• READING TEXT:
Let’s explore the NaN values in our data a bit further. Using the tools we learned in lesson 02, we can figure out how many rows contain NaN values for weight. We can also create a new subset from our data that only contains rows with weight values > 0 (i.e., select meaningful weight values):

In [43]:
len(surveys_df[pd.isnull(surveys_df.weight)])
# How many rows have weight values?
len(surveys_df[surveys_df.weight> 0])


32283

We can replace all NaN values with zeroes using the .fillna() method (after making a copy of the data so we don’t lose our work):

In [44]:
df1 = surveys_df.copy()
# Fill all NaN values with 0
df1['weight'] = df1['weight'].fillna(0)


But what happens when we call mean() again?

In [45]:
df1['weight'].mean()

38.751976145601844

In [46]:
 df1['weight'] = surveys_df['weight'].fillna(surveys_df['weight'].mean())

What did we do in this example? We could also chose to create a subset of our data, only keeping rows that do not contain NaN values.

The point is to make conscious decisions about how to manage missing data. This is where we think about how our data will be used and how these values will impact the scientific conclusions made from the data.

Python gives us all of the tools that we need to account for these issues. We just need to be cautious about how the decisions that we make impact scientific results.

Count the number of missing values per column. Hint: The method .count() gives you the number of non-NA observations per column. Try looking to the .isnull() method.

# Writing Out Data to CSV

We’ve learned about using manipulating data to get desired outputs. But we’ve also discussed keeping data that has been manipulated separate from our raw data. Something we might be interested in doing is working with only the columns that have full data. First, let’s reload the data so we’re not mixing up all of our previous manipulations.



In [49]:
surveys_df = pd.read_csv("../data/surveys.csv")
df_na = surveys_df.dropna()


What do you think the above did? How will you check? 

We can now use the to_csv command to do export a DataFrame in CSV format. Note that the code below will by default save the data into the current working directory. We can save it to a different folder by adding the foldername and a slash before the filename: df.to_csv('foldername/out.csv'). We use ‘index=False’ so that pandas doesn’t include the index number for each line.

In [51]:
df_na.to_csv('../data_output/surveys_complete.csv', index=False)

Why do we use CSV? CSV files are what we call "flat files." All the information needed to interpret them is encoded in the text. Excel files and similar are called "binary files", which are translated into machine language. The nice thing about flat files is that they can be read by both human eyes and a machine. They are also insensitive to what software you are using to read them in. This is not necessarily true with Excel files, which may appear different by different platforms (Mac, PC) or different version numbers.

Stored data entries:
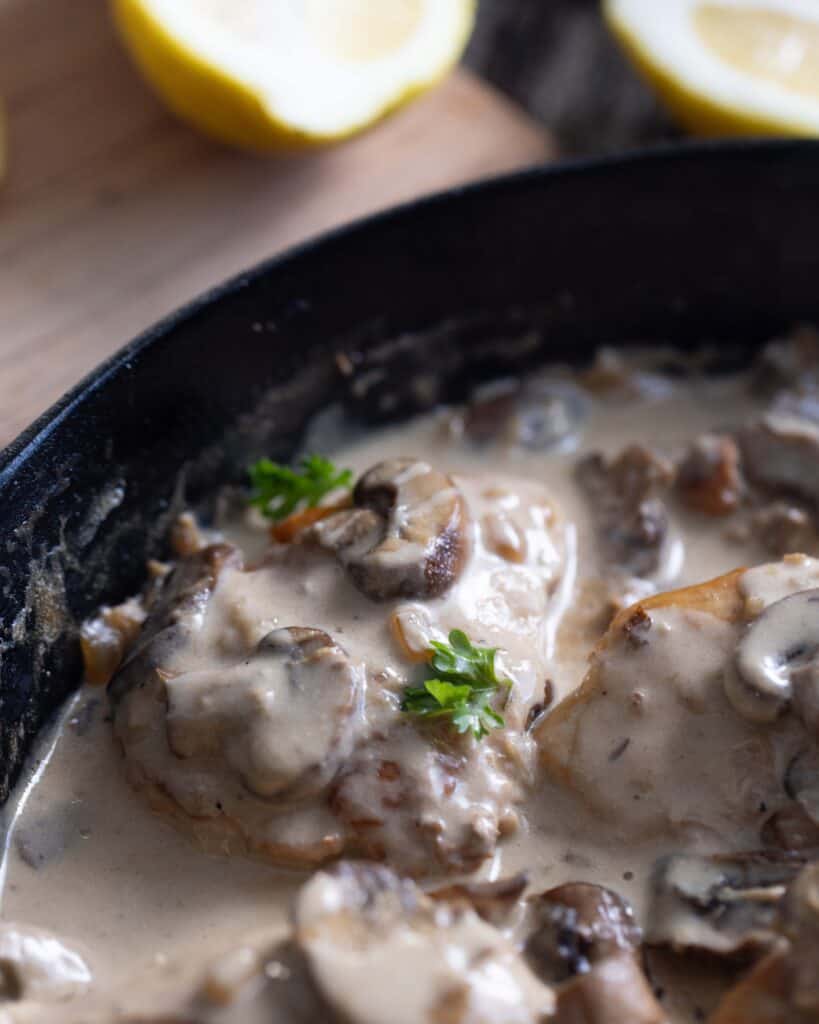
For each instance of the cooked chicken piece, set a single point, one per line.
(234, 752)
(672, 731)
(627, 501)
(430, 804)
(286, 740)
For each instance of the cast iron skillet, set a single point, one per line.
(688, 244)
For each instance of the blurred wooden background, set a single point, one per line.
(556, 58)
(114, 212)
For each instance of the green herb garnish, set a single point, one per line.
(279, 491)
(462, 688)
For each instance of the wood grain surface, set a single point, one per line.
(114, 213)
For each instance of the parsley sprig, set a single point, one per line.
(462, 688)
(279, 491)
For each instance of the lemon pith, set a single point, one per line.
(226, 103)
(722, 68)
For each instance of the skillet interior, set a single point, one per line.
(706, 244)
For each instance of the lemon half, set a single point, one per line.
(267, 74)
(728, 67)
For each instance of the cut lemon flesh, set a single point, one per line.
(728, 67)
(264, 74)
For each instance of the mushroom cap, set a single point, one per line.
(176, 612)
(725, 905)
(405, 535)
(575, 926)
(282, 719)
(778, 643)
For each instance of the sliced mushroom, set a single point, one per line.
(576, 926)
(379, 949)
(783, 988)
(493, 901)
(781, 452)
(724, 905)
(777, 651)
(177, 610)
(708, 478)
(626, 495)
(802, 782)
(405, 535)
(35, 965)
(283, 719)
(616, 991)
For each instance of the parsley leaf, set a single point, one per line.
(462, 689)
(278, 491)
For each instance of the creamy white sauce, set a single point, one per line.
(87, 858)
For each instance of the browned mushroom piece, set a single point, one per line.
(777, 662)
(613, 992)
(283, 719)
(724, 905)
(783, 987)
(708, 477)
(176, 611)
(784, 526)
(780, 452)
(576, 926)
(493, 901)
(626, 496)
(405, 535)
(379, 949)
(584, 939)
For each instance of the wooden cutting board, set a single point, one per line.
(114, 213)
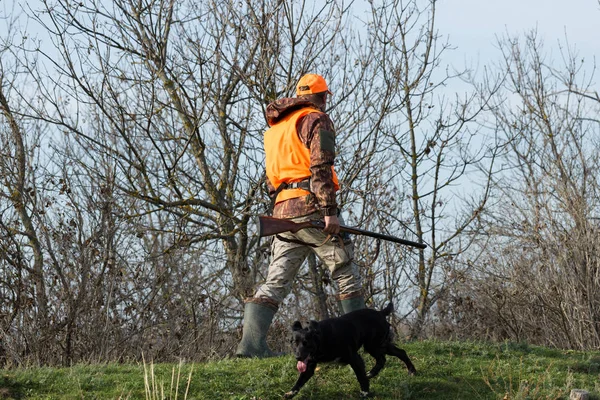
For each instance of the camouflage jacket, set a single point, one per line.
(317, 132)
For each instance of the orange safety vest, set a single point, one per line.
(287, 158)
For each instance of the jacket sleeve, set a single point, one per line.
(317, 132)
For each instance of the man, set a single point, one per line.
(300, 153)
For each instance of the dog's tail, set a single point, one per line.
(388, 309)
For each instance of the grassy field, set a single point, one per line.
(447, 370)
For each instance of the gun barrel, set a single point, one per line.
(271, 226)
(382, 236)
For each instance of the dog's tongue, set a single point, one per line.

• WHAT TO DO:
1) Reproduce verbatim the passage of the pandas tutorial starting with "The point is" and going on through "impact scientific results.".
2) Write out verbatim the lines of the records starting with the line containing "For each instance of the grassy" and going on through the final line of the records.

• SOLUTIONS IN ORDER:
1)
The point is to make conscious decisions about how to manage missing data. This is where we think about how our data will be used and how these values will impact the scientific conclusions made from the data.

Python gives us all of the tools that we need to account for these issues. We just need to be cautious about how the decisions that we make impact scientific results.

2)
For each instance of the grassy field, set a single point, one per line.
(447, 370)
For each instance of the gun barrel, set a single point, one per line.
(271, 226)
(382, 236)
For each instance of the dog's tongue, set a single point, one per line.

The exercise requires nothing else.